→ **EXCERPTED RECORDS**:
-------
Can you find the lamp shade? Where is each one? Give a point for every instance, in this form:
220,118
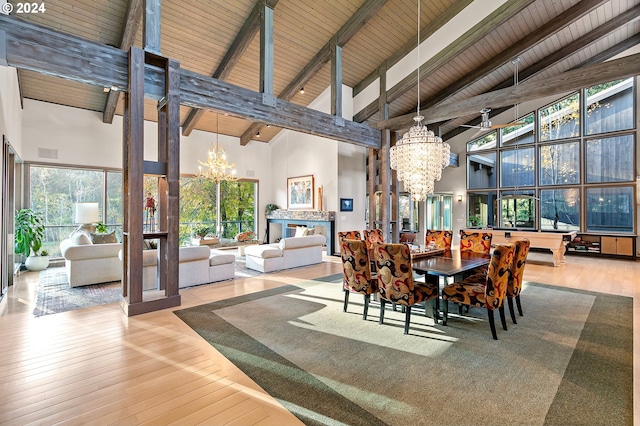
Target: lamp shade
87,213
-------
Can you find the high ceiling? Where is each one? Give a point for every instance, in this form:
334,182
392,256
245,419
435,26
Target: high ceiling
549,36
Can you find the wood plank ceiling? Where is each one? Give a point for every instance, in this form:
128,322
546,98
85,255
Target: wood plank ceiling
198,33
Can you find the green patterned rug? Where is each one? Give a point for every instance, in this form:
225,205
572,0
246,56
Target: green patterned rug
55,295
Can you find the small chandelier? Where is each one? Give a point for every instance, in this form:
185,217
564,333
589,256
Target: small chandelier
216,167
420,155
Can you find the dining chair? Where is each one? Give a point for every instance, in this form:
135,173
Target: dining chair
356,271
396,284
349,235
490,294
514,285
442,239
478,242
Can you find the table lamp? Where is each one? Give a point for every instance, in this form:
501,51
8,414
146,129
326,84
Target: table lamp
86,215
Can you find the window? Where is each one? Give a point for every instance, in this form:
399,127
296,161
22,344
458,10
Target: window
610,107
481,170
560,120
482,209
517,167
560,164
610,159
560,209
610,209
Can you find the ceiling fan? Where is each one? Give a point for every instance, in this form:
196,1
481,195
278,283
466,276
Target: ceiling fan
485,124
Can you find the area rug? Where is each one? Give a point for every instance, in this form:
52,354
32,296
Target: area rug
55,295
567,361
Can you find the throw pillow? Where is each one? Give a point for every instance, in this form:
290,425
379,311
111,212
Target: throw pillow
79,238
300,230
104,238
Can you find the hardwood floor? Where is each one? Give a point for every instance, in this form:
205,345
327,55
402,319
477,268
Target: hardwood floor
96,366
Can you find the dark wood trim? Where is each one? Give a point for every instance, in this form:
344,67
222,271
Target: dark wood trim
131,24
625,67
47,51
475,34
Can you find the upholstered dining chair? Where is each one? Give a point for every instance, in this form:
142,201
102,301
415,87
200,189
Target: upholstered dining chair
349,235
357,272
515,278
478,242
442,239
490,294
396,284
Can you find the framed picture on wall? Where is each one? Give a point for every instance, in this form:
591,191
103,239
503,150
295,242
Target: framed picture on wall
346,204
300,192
-------
→ **TASK STATEMENT**: Of all the entries above, output exactly the lines between the one holding "Target: dining chair" and the one holding "Can you find the window?", inclusive.

→ **RESULT OF THE EXERCISE**:
Target: dining chair
356,271
396,284
349,235
490,294
514,285
442,239
478,242
Can you find the table lamp? Where is each one? Give a point for every instance, in this form:
501,51
8,414
146,129
326,84
Target: table lamp
86,215
Can you find the window? Where is each one? Give a point for every instance, in this form:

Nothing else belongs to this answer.